Nothing but the lines from the start of the records through the line that contains "like [(185, 141)]" is to be copied, and each is to be copied exactly.

********

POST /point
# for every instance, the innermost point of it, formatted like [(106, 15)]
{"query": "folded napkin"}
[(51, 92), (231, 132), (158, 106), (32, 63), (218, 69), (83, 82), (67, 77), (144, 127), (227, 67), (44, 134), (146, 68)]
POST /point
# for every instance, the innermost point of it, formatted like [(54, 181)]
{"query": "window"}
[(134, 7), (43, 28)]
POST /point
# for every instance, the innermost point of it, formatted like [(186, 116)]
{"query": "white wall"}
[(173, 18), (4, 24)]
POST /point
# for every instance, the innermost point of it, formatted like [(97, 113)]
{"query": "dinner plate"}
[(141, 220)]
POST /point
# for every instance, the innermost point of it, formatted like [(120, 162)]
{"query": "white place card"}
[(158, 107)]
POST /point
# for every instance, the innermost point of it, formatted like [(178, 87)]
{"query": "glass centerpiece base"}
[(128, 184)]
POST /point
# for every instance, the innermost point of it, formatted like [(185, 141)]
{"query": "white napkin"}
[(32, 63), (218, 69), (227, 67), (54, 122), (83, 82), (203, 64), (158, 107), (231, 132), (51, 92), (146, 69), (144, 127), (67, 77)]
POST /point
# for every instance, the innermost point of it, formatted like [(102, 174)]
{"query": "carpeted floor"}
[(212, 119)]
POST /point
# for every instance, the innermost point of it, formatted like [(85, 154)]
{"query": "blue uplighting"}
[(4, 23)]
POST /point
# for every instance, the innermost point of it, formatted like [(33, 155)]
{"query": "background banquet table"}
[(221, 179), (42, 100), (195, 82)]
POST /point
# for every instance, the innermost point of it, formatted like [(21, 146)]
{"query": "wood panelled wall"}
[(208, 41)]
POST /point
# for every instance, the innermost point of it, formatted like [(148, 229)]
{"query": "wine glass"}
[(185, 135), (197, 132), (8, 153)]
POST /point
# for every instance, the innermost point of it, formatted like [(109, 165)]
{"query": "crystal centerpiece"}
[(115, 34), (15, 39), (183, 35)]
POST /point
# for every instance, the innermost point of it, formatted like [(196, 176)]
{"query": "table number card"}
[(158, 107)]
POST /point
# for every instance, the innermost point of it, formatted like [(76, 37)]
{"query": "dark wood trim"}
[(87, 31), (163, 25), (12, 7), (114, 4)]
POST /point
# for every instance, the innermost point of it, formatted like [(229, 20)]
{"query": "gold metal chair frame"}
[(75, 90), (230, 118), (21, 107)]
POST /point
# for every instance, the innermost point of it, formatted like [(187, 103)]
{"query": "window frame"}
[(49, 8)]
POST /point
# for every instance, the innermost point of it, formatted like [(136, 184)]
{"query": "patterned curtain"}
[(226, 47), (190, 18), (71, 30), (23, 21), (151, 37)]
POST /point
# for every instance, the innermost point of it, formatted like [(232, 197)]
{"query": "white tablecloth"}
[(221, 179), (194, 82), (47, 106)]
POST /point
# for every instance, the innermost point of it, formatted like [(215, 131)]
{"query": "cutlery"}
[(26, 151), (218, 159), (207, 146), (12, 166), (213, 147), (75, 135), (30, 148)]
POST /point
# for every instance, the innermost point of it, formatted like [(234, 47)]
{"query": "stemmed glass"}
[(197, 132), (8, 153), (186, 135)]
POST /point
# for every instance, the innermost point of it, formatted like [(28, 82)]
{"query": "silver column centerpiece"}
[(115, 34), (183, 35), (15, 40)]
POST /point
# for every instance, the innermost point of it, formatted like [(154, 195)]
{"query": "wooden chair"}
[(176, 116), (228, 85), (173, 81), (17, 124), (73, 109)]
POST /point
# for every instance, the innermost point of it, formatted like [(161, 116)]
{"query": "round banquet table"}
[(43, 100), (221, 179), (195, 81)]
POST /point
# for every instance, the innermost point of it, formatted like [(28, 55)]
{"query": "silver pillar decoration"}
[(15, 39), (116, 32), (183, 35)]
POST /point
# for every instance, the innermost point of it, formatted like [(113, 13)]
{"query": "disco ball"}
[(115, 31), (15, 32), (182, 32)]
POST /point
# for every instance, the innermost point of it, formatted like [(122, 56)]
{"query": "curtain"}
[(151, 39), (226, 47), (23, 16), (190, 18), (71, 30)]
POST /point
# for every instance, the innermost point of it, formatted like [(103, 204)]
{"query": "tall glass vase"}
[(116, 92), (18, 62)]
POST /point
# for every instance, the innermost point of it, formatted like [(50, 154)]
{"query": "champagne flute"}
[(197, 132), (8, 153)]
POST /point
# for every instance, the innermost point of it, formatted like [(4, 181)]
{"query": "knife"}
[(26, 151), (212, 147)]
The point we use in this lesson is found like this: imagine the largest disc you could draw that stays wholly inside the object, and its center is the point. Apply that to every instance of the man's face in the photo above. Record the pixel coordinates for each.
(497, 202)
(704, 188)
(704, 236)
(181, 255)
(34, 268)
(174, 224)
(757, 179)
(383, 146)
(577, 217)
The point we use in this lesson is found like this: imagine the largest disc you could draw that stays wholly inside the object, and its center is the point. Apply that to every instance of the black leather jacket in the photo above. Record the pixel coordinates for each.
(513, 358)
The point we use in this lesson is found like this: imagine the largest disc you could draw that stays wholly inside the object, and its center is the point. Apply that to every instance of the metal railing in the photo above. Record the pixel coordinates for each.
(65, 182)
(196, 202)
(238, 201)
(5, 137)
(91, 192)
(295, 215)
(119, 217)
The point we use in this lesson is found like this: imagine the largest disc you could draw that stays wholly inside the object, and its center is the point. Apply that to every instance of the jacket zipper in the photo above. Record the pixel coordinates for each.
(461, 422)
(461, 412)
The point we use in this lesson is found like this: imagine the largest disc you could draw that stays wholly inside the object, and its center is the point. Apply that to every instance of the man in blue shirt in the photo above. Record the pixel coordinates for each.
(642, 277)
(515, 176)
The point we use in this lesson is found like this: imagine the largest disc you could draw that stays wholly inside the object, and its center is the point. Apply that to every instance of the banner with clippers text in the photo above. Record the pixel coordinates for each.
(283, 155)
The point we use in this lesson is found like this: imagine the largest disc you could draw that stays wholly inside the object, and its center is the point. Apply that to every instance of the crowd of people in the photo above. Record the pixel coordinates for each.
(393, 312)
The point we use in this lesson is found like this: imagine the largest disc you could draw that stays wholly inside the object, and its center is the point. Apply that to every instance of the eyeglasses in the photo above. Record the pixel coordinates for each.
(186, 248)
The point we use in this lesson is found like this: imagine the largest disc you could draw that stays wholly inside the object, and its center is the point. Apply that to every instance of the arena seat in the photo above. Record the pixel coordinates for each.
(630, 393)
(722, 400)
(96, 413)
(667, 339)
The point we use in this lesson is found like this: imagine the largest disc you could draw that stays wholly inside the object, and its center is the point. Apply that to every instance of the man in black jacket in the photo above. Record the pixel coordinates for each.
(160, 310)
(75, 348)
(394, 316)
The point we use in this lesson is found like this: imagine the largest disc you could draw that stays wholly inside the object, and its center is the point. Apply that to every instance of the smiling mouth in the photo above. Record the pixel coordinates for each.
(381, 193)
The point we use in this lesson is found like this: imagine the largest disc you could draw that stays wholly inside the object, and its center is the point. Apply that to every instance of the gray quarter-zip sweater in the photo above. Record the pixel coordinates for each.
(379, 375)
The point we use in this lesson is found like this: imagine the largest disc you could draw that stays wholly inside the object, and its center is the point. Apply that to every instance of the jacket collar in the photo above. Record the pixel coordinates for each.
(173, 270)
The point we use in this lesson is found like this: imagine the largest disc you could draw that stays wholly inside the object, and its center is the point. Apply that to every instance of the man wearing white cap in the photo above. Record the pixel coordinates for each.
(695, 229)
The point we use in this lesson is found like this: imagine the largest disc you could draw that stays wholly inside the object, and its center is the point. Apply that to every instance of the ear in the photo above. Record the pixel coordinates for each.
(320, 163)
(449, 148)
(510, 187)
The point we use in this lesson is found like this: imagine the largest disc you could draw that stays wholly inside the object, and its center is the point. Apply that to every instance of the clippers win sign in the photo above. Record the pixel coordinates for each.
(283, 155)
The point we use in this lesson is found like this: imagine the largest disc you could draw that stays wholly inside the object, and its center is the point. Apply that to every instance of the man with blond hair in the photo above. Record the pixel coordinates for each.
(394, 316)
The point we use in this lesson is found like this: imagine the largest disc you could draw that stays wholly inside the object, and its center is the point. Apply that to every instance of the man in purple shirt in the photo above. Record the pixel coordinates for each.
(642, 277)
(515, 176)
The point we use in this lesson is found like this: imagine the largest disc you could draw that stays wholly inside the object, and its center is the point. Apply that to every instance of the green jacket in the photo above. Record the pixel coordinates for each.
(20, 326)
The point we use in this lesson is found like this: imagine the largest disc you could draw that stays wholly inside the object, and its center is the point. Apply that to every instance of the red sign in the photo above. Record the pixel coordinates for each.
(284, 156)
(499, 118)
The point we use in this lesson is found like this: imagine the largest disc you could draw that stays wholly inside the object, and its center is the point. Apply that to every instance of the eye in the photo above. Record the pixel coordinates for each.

********

▸ SOLUTION TO THE EXERCISE:
POST /point
# for every instance, the innermost point of it, formatted like [(106, 15)]
{"query": "folded napkin"}
[(51, 92), (231, 132), (158, 106), (32, 63), (218, 69), (83, 82), (67, 77), (144, 127), (227, 67), (44, 134), (146, 68)]
POST /point
# for every instance, the innermost point of it, formatted like [(54, 181)]
{"query": "window"}
[(134, 7), (43, 28)]
POST /point
# for every instance, the innermost point of it, formatted like [(186, 116)]
{"query": "white wall"}
[(173, 18), (4, 24)]
POST /point
# for every instance, the innermost point of it, formatted like [(97, 113)]
{"query": "dinner plate"}
[(141, 220)]
POST /point
# for every instance, the innermost point of it, formatted like [(120, 162)]
{"query": "white place card"}
[(158, 107)]
POST /point
# for every instance, the innermost point of it, formatted like [(178, 87)]
{"query": "glass centerpiece base"}
[(128, 184)]
POST /point
# for every instance, the innermost point of it, formatted like [(185, 141)]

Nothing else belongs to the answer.